Region pointing data:
******

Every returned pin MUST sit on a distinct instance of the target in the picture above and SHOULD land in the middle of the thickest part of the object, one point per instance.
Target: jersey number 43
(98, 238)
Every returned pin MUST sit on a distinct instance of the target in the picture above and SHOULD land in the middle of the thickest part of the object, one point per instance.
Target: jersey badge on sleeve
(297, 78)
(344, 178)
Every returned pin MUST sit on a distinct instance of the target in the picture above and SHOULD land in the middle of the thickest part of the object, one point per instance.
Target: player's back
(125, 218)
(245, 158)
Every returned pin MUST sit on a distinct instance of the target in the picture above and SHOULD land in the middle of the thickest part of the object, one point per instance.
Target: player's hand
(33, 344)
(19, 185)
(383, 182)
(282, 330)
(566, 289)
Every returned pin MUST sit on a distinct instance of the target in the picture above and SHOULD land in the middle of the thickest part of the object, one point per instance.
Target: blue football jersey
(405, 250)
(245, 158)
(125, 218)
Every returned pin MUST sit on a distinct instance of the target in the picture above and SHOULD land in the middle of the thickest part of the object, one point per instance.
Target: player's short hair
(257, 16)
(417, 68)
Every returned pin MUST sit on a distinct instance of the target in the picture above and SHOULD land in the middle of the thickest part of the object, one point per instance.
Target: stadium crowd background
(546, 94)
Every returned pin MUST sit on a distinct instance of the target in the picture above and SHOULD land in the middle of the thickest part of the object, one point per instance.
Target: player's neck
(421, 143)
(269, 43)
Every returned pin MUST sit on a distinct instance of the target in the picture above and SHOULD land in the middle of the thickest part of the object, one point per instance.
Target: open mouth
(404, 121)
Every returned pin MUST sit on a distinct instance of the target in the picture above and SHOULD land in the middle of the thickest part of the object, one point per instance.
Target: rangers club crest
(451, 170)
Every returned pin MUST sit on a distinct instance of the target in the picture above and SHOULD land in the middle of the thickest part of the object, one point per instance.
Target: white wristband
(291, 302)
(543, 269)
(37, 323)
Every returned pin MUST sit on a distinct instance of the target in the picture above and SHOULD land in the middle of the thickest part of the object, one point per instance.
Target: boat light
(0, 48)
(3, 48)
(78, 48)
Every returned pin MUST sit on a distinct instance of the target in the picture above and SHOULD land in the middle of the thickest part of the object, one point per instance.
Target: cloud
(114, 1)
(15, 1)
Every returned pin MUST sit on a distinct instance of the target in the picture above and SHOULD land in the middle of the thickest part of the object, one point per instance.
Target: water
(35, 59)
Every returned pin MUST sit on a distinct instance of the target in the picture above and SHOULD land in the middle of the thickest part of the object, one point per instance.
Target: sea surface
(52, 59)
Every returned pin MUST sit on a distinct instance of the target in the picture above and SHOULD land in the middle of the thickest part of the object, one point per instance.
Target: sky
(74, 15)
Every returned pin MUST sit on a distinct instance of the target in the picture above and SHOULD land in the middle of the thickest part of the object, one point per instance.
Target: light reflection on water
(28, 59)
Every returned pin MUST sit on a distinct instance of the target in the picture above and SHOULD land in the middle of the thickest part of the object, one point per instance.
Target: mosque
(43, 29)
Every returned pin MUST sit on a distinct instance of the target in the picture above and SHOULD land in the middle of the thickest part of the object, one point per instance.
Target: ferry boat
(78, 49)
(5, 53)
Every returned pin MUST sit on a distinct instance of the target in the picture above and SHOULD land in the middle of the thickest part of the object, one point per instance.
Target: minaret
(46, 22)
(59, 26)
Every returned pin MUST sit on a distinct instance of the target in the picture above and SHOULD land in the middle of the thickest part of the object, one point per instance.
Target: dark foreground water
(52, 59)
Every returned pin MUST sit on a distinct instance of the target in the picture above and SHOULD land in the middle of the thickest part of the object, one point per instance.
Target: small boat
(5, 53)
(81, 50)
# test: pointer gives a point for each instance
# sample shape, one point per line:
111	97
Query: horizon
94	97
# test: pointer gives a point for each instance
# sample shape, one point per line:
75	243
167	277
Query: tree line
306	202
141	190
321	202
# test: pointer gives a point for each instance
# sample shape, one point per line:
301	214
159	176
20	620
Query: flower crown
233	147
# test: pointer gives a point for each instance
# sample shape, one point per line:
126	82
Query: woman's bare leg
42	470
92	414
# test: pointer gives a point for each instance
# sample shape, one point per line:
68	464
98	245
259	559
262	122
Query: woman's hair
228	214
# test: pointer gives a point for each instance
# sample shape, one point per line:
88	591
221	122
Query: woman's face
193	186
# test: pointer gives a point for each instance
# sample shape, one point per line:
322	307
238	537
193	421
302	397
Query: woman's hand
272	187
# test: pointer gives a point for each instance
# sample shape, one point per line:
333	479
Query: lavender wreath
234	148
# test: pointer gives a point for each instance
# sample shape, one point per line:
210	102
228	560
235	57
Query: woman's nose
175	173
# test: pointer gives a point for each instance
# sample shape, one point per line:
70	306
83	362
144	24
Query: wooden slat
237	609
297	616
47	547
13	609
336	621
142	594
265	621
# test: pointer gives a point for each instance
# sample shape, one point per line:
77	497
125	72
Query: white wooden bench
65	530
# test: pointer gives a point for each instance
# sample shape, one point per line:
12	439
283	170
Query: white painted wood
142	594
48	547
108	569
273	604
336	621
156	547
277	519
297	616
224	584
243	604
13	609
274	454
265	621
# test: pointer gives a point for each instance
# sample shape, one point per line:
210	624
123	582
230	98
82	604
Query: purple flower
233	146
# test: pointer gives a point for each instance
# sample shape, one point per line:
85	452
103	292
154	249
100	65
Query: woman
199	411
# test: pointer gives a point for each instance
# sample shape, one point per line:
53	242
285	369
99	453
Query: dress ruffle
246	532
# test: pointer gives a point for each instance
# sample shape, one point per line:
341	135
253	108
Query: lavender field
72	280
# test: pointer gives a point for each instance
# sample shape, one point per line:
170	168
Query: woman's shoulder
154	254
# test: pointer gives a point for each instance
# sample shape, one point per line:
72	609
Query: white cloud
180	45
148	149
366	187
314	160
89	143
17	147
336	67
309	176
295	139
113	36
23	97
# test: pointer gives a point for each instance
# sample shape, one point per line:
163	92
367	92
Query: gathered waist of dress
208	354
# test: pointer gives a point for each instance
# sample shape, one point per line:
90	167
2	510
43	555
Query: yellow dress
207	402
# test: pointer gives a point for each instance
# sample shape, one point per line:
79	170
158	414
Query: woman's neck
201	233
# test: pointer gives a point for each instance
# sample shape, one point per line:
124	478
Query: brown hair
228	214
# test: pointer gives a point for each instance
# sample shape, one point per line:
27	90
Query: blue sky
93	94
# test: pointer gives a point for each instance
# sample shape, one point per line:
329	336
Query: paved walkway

******

- [What to produce]
The response should consist of the entries, retyped exactly and in full.

- [The answer]
Every returned pin MUST sit on a distinct instance of the target in the picture above and SHOULD land in the middle of the thickest part of the object, one point per instance.
Target: jersey number 43
(98, 238)
Every returned pin MUST sit on a distinct instance of the target in the picture above and SHOULD land in the middle of the thickest part of the object, one point per instance.
Target: jersey badge on sleeve
(297, 78)
(344, 178)
Every returned pin MUST sit on a distinct instance of the target in the picture above and SHOULD land in the middle of the thickest part of the object, one point per instance.
Target: player's back
(125, 218)
(245, 158)
Every returned pin MUST sit on a distinct instance of the target in the picture above and SHOULD land in the middle of the thickest part of the object, one point per instance.
Target: player's hand
(33, 344)
(19, 185)
(383, 182)
(282, 330)
(566, 289)
Every returned pin MUST sit on a distinct instance of the target in the picture above and SHOULD land in the middle of the thickest part of the object, one point per instance.
Target: blue football jersey
(405, 250)
(245, 158)
(125, 218)
Every returned pin MUST sit on a distinct instance of the target in the picture above and SHOULD land in the middle of the thickest part of the object, one point per instance.
Target: player's short hair
(257, 16)
(417, 68)
Every returned pin MUST sit on a distinct instance of the target in the picture above and SHOULD land in the middle of the thickest part of the object, one point per instance.
Target: stadium crowd background
(546, 94)
Every returned pin MUST sit on a distinct instance of the target in the picture above and SHOULD land in the middle of the thickest part of the object, one point per instance.
Target: player's neck
(421, 143)
(269, 43)
Every returned pin MUST sit on a distinct instance of the target in the picture above and SHOULD land in the middle of the thickest part of the object, one point per instance.
Target: open mouth
(404, 121)
Every returned pin MUST sit on a distinct instance of the target in the picture above and SHOULD land in the middle of the thickest part of the object, one point per instance.
Target: rangers club crest
(451, 170)
Every returned pin MUST sit on a distinct instance of the target in the picture above and SHOULD land in the middle of the thickest part of the object, one point per instance.
Target: white wristband
(291, 302)
(543, 269)
(37, 323)
Every returned pin MUST sit on a distinct instance of the target in the picture above and SHOULD land in the middle of the thickest part of the object, one point per instance.
Target: boat light
(0, 48)
(3, 48)
(78, 48)
Every returned pin MUST sit on a distinct instance of the target in the picture above and SHOULD land in the middle of the thickest part of the object, one point per instance.
Target: cloud
(114, 1)
(15, 1)
Every returned pin MUST sit on a distinct instance of the target in the picture above and SHOULD land in the middle of the thickest part of the object, one point per instance.
Target: water
(35, 59)
Every returned pin MUST sit on a distinct instance of the target in the picture above and SHOULD land in the middle of the thickest part of the object, one point per instance.
Target: sea surface
(52, 59)
Every returned pin MUST sit on a distinct instance of the target in the picture above and SHOULD land in the middle of the thickest part of the object, one point per instance.
Target: sky
(74, 15)
Every returned pin MUST sit on a distinct instance of the target in the picture above and SHOULD land in the middle of the thickest part of the object, one point per instance.
Target: light reflection on water
(28, 59)
Every returned pin MUST sit on a distinct instance of the target in the picture above and SHOULD land in the middle of the thickest part of the object, one point per instance.
Target: mosque
(43, 29)
Every returned pin MUST sit on a distinct instance of the target in the picture above and SHOULD land in the middle of the thickest part of the object, one point per instance.
Target: ferry boat
(78, 49)
(5, 53)
Every returned pin MUST sit on a distinct instance of the target in the picture above and SHOULD land in the middle of the thickest part of the object, one point per instance.
Target: minaret
(46, 22)
(59, 26)
Every returned pin MUST sit on a distinct instance of the target in the picture above and SHOULD land in the middle of the thickest part of the object, one point per instance.
Target: dark foreground water
(52, 59)
Every returned pin MUST sit on a distinct instance of the target in the picture above and SHOULD land in the middle of the thickest part of the object, one point per instance.
Target: small boat
(5, 53)
(81, 50)
# test: pointer gives a point for each instance
# sample shape, one point per line:
111	97
Query: horizon
94	97
# test: pointer gives a point for each instance
# sample shape, one point per line:
75	243
167	277
Query: tree line
306	202
141	190
321	202
# test: pointer gives a point for each instance
# sample shape, one point per line:
301	214
159	176
20	620
Query: flower crown
233	147
# test: pointer gives a point for each instance
# sample shape, one point per line:
126	82
Query: woman's bare leg
42	470
92	414
# test: pointer gives a point for each instance
# sample shape, one point per line:
68	464
98	245
259	559
262	122
Query: woman's hair
228	214
# test: pointer gives a point for each instance
# sample shape, one point per line:
88	591
221	122
Query: woman's face
193	186
# test: pointer gives a point for each instance
# sample shape, one point per line:
322	307
238	537
193	421
302	397
Query: woman's hand
272	187
# test: pointer gives a point for each instance
# sample shape, one point per line:
333	479
Query: lavender wreath
234	148
# test: pointer gives a point for each instance
# sample shape, one point per line:
210	102
228	560
235	57
Query: woman's nose
175	173
# test: pointer gives a point for each instance
# sample shape, one point per line:
70	306
83	362
144	24
Query: wooden slat
237	609
297	616
47	547
13	609
336	621
142	594
265	621
# test: pointer gives a point for each instance
# sample shape, one point per line:
77	497
125	72
Query: white wooden bench
65	530
# test: pointer gives a point for each instance
# sample shape, one point per line:
12	439
283	170
Query: white painted wood
142	594
48	547
108	569
273	604
336	621
156	547
277	519
297	616
224	584
243	604
13	609
274	454
265	621
# test: pointer gives a point for each instance
# sample shape, one point per line:
210	624
123	582
230	98
82	604
Query: purple flower
233	146
# test: pointer gives a point for each instance
# sample shape, one point per line:
85	452
103	292
154	249
100	65
Query: woman
199	411
# test: pointer gives a point for each instance
# sample shape, one point per line:
53	242
285	369
99	453
Query: dress ruffle
246	532
# test: pointer gives a point for each instance
# sample shape, one point per line:
341	135
253	108
Query: lavender field
72	280
# test: pointer gives a point for each instance
# sample shape, one point per line:
170	168
Query: woman's shoulder
154	254
# test: pointer gives a point for each instance
# sample shape, one point per line:
72	609
Query: white cloud
180	45
148	149
366	187
314	160
89	143
17	147
336	67
309	176
295	139
113	36
23	97
# test: pointer gives a point for each instance
# sample shape, one point per line:
163	92
367	92
Query: gathered waist of dress
208	354
# test: pointer gives a point for each instance
# sample shape, one point per line:
90	167
2	510
43	555
Query: yellow dress
207	402
# test: pointer gives a point for each instance
# sample shape, one point per line:
79	170
158	414
Query: woman's neck
201	233
# test: pointer gives a point for each instance
# sample shape, one point per line:
124	478
Query: brown hair
228	214
# test: pointer gives a point for each instance
# sample shape, one point per line:
27	90
Query: blue sky
93	94
# test: pointer gives a point for each instance
# sample shape, one point per line:
329	336
Query: paved walkway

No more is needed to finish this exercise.